Schatzräuber

„Was hast du in der Pandemie schätzen gelernt?“

So lautete die Überschrift eines Artikels, den ich neulich auf t3n.de las.

Für gewöhnlich äußere ich in diesem Block weniger persönliche Ansichten. Es ist aber eine außergewöhnliche Zeit. Es gibt für alles eine Zeit. Außergewöhnliche Zeiten sind gute Zeiten, um aus Gewohntem heraus zu treten.

Ausserdem ist die Frage, was man in dieser außergewöhnlichen Zeit schätzen gelernt hat, in vielerlei Hinsicht interessant. Jeder hat sie sich wahrscheinlich schon gestellt. Ich mir selber auch. Ohne sie jedoch konkret zu beantworten.

Der Artikel ließ unterschiedliche Menschen sehr konkret darüber zu Wort kommen, was sie schätzen lernten. Beim Lesen wurde mir klar, dass es nicht darum geht, ein, zwei, drei nette Dinge aufzuzählen. Das Wesen der Frage zielt auf etwas Grundlegendes ab.

• [ERFASSTE DATEN]:
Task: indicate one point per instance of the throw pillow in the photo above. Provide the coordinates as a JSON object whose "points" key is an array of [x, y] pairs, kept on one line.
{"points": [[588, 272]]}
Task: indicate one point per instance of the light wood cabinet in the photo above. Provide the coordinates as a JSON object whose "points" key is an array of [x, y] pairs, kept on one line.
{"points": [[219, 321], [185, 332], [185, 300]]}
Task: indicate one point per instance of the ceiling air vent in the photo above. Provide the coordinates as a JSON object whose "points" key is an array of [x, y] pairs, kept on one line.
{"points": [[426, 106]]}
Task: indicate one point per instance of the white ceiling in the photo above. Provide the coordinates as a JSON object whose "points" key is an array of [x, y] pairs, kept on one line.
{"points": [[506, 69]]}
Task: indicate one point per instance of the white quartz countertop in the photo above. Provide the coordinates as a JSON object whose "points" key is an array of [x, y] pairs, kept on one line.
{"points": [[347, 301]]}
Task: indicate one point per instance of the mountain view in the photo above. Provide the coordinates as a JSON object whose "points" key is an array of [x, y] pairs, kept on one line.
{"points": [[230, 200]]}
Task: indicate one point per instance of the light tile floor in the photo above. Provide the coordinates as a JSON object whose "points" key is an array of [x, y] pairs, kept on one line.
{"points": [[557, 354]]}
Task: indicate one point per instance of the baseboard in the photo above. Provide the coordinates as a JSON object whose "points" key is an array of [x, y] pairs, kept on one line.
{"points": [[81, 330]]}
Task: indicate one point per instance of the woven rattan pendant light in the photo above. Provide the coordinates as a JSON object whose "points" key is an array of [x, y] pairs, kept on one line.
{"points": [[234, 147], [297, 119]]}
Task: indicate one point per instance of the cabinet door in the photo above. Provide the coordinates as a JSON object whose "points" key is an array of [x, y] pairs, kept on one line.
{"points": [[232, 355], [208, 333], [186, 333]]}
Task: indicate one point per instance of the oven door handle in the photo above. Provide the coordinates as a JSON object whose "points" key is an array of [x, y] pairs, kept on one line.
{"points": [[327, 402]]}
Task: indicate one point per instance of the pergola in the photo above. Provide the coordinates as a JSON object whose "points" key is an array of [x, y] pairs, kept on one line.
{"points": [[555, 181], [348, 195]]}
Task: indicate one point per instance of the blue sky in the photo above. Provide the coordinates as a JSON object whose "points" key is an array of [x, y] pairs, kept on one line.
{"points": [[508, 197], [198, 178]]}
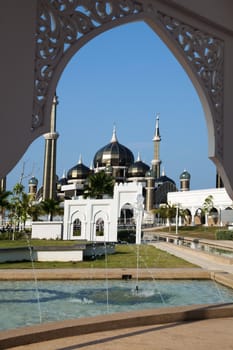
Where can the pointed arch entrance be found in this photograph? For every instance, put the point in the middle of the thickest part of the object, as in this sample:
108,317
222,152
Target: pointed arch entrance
200,45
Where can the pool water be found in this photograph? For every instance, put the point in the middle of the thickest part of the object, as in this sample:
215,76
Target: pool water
59,300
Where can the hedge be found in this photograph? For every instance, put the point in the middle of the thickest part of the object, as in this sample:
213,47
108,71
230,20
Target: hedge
224,235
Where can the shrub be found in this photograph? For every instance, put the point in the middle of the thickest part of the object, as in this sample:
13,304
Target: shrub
224,235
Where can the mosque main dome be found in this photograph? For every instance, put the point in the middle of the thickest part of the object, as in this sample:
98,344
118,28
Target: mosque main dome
113,154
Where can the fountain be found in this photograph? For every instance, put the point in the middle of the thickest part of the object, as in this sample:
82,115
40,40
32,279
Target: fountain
61,300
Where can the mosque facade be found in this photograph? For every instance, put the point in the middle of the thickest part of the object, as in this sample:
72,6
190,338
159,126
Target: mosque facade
116,160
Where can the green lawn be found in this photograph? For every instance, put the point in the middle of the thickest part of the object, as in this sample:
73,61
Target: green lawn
193,231
124,257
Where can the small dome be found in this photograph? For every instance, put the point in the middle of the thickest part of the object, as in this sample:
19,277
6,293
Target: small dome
138,169
113,154
33,181
78,172
185,175
62,181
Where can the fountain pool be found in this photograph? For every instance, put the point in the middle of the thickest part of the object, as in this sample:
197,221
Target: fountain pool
74,299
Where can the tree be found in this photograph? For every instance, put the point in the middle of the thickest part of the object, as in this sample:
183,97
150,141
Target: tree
18,205
207,207
4,203
51,207
99,184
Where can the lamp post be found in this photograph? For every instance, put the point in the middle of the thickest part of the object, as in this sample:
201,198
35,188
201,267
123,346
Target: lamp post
177,217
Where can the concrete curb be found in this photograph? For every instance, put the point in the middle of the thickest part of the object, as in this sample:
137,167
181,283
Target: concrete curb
67,328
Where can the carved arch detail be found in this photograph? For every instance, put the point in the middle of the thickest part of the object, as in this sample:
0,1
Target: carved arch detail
61,24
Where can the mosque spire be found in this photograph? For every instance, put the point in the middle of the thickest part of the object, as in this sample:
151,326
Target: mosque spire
49,177
139,157
114,137
156,162
80,161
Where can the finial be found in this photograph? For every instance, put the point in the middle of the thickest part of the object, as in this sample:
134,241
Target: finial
157,134
114,137
139,157
80,159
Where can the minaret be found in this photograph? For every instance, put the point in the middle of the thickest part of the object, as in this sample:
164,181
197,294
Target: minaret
156,162
49,179
3,184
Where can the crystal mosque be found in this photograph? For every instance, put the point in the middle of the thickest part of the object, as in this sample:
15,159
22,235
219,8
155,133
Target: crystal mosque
97,219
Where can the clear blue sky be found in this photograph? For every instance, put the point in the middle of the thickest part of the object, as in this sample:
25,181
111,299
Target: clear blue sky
124,77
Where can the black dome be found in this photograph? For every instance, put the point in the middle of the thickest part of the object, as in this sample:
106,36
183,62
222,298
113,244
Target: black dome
162,179
185,175
114,154
138,169
78,172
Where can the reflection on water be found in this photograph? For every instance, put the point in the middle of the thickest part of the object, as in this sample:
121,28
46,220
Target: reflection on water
74,299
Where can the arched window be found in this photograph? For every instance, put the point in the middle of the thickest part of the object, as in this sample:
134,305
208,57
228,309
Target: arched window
77,226
100,227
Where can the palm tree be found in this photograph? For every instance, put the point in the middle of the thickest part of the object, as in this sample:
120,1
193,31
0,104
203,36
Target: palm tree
16,206
99,184
207,206
4,203
51,207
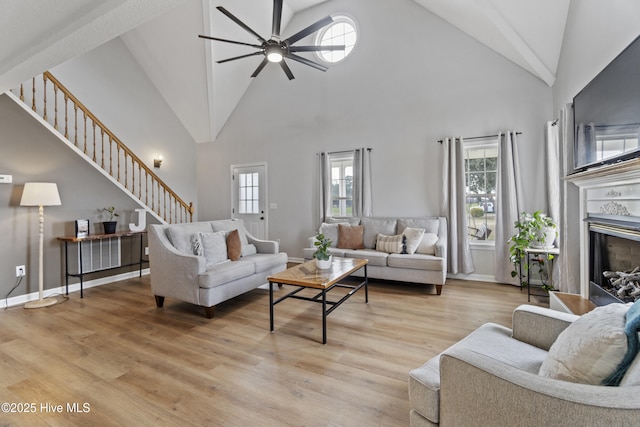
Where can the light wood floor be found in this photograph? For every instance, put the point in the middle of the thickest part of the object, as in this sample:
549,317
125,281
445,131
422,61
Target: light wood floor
135,364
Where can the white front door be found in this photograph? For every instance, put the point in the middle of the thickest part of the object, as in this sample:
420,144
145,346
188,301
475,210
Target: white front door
248,193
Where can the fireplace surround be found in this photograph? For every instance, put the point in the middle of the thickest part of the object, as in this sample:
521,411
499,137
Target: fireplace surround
609,210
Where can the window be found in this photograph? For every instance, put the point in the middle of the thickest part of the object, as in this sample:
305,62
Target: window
249,198
341,167
341,32
481,174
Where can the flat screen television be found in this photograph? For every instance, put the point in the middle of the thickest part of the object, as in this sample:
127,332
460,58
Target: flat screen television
606,113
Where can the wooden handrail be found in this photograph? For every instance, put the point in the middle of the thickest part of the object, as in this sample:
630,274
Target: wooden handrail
164,201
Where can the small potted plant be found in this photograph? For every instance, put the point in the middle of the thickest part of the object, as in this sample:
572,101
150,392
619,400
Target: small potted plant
110,225
536,231
321,254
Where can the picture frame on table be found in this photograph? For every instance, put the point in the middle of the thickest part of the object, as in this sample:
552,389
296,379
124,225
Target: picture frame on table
82,227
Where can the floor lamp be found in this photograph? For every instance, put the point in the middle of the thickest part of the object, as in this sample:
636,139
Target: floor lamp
40,194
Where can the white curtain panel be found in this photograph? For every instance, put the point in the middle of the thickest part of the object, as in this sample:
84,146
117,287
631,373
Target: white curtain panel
553,163
569,225
324,190
508,206
454,207
362,205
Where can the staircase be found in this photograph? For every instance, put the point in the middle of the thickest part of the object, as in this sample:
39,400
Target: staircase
46,99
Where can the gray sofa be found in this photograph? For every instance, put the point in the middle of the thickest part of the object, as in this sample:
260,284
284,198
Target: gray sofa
177,272
428,265
494,377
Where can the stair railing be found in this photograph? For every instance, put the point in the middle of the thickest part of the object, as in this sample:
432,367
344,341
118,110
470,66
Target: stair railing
83,129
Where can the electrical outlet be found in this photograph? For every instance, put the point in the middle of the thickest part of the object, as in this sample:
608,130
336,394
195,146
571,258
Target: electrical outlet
20,271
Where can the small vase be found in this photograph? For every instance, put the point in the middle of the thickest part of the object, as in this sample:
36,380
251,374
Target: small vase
323,264
109,227
545,238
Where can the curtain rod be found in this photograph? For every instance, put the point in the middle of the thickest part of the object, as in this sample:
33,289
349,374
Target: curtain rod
343,152
479,137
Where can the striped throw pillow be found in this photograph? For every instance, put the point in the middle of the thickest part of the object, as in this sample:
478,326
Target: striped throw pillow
391,244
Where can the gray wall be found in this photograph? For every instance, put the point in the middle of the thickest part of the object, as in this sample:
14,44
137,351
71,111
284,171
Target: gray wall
411,80
111,84
596,32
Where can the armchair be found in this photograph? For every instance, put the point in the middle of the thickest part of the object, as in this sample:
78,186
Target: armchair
491,378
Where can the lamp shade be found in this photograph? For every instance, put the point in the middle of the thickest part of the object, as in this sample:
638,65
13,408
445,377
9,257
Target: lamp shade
40,194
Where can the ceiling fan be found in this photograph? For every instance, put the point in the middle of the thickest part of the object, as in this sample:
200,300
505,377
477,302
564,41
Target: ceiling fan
274,49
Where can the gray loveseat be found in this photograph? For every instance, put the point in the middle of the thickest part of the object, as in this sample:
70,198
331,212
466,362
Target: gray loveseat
494,376
209,278
428,264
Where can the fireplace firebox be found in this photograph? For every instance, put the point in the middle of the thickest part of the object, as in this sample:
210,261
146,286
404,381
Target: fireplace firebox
614,260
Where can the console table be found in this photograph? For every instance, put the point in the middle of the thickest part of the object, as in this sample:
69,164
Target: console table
97,237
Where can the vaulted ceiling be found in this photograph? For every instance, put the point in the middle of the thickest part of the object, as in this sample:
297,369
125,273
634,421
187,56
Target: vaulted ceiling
37,35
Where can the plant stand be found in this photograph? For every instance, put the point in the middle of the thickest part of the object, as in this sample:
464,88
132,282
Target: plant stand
536,252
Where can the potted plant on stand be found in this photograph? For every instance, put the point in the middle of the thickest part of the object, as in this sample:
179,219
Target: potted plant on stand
536,231
110,225
321,254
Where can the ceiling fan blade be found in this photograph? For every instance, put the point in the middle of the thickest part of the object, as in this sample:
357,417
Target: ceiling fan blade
242,24
315,48
305,61
286,70
230,41
277,18
310,29
239,57
264,62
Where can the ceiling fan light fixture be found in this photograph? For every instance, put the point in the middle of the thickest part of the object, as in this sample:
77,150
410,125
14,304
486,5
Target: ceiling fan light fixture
274,53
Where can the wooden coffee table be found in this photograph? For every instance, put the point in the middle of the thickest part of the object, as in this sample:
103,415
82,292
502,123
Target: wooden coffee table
307,275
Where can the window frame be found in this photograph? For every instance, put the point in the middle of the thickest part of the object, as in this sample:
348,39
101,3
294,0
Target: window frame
337,19
476,144
346,160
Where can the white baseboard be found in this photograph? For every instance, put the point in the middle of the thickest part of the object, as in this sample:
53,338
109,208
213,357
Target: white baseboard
75,287
476,277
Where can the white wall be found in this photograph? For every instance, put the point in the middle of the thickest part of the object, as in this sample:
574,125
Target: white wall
596,32
411,80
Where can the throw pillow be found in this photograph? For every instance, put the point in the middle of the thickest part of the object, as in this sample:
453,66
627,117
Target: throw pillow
414,237
234,246
631,328
330,231
196,244
590,349
350,236
427,245
391,244
214,247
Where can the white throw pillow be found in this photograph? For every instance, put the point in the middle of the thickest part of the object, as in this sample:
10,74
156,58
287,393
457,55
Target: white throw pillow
427,245
590,349
330,231
214,247
414,237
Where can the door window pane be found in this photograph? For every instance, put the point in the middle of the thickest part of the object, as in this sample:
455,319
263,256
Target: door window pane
248,193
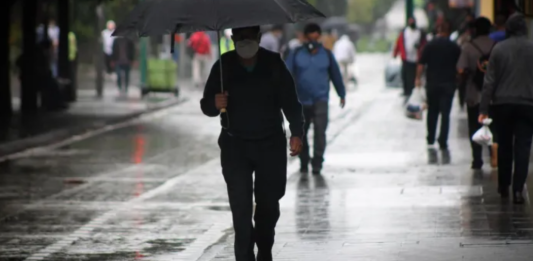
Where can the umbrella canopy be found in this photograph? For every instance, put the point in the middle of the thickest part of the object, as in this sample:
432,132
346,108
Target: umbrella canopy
159,17
338,23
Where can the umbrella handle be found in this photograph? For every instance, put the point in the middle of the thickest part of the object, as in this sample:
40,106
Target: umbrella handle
223,110
220,63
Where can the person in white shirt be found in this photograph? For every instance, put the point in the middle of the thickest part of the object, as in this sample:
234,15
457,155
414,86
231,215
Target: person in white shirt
108,40
344,51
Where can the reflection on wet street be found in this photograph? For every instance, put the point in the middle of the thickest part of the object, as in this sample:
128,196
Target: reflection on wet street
153,191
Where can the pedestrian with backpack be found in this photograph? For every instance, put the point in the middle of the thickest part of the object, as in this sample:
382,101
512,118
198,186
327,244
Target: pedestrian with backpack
439,59
508,87
475,54
200,46
313,67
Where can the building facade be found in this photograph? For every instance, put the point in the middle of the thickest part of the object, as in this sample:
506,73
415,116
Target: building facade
489,9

• [ARBEITSAUFTRAG 1]: Erklären Sie in ein bis drei Sätzen, weshalb im Text ausnahmsweise eine persönliche Ansicht geäußert wird.
• [ARBEITSAUFTRAG 2]: Auf welcher Website wurde laut Text der Artikel mit der Überschrift „Was hast du in der Pandemie schätzen gelernt?“ gelesen?
• [ARBEITSAUFTRAG 3]: Nennen Sie alle Sätze des Textes, in denen das Wort „Zeit“ oder „Zeiten“ vorkommt.
Die Datensätze sind eigenständiges Material und gehören nicht zum Text.

• [LÖSUNG 1]: Es ist eine außergewöhnliche Zeit. Außergewöhnliche Zeiten sind laut Text gute Zeiten, um aus Gewohntem herauszutreten.

• [LÖSUNG 2]: Auf t3n.de.

• [LÖSUNG 3]:
- Es ist aber eine außergewöhnliche Zeit.
- Es gibt für alles eine Zeit.
- Außergewöhnliche Zeiten sind gute Zeiten, um aus Gewohntem heraus zu treten.
- Ausserdem ist die Frage, was man in dieser außergewöhnlichen Zeit schätzen gelernt hat, in vielerlei Hinsicht interessant.